> Task statement: Please transcribe the data that follows exactly as given, leaving out every picture.

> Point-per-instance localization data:
******************************

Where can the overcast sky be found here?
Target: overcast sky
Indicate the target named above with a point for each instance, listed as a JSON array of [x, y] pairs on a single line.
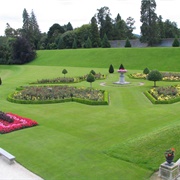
[[79, 12]]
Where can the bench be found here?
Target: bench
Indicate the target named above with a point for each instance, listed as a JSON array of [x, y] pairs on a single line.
[[7, 155]]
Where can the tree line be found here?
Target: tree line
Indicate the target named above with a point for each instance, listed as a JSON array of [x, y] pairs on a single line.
[[18, 45]]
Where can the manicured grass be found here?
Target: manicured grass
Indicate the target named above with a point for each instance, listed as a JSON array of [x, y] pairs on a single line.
[[76, 141], [164, 59]]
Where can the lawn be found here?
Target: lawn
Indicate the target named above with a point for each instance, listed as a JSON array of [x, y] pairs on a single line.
[[123, 140]]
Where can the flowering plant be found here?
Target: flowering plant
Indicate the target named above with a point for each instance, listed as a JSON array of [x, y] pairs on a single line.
[[169, 152]]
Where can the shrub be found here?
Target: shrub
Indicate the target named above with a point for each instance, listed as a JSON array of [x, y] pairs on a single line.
[[146, 71]]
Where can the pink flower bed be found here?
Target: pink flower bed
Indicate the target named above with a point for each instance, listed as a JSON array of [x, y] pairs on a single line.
[[18, 123]]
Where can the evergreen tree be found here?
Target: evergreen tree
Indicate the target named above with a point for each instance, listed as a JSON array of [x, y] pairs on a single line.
[[130, 27], [111, 69], [88, 43], [34, 30], [105, 42], [175, 42], [101, 17], [127, 44], [108, 27], [119, 28], [64, 71], [61, 43], [161, 27], [149, 28], [96, 41]]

******************************

> Problem solution:
Where can the overcast sky be found here?
Target: overcast sky
Indicate the target named above with a point for each instance, listed as a JSON array of [x, y] pairs on a single line.
[[79, 12]]
Where can the bench be found here?
Target: bench
Indicate the target named above with a point for each instance, listed as a JSON array of [x, y] pairs on a single line.
[[7, 155]]
Where can the tree line be found here?
Target: tree line
Indicate the target named above with a point for each instance, listed as a JSON array of [x, y] pairs on a single line.
[[18, 45]]
Where can the manicured grass be found here?
Target: manicured grass
Indicate the target named above with a point for each instance, listed as a JSON array of [x, y] pairs on a single line.
[[76, 141], [164, 59]]
Where can the lawn be found here?
Target: lawn
Indicate the target named above with a point for each instance, listed as a JSON array of [x, y] pairs on a single line.
[[123, 140]]
Where can the flowering plant be found here?
Target: flowering plant
Indicate the target named above with a point for each instance, listed as a JSON array of [x, y] pairs on a single line.
[[169, 152]]
Where can the shrub be found here?
Target: shrub
Indicate the target named above with a point for each instance, listed as a JSON array of [x, y] pairs on a single line.
[[146, 71]]
Where can the pink flower bed be found here?
Target: pink flower bed
Indicate the target named above with a point for each instance, listed as a JSON array of [x, y] pairs on a single line.
[[18, 123]]
Where can the evergreen tree be found here?
Target: evergreen tree
Indicate the target named above with a point for each instance, listed as a JSON array of [x, y] pairs on a single line.
[[130, 27], [111, 69], [88, 43], [34, 30], [105, 42], [175, 42], [101, 17], [127, 44], [108, 27], [119, 28], [64, 71], [61, 43], [161, 27], [149, 28], [96, 41]]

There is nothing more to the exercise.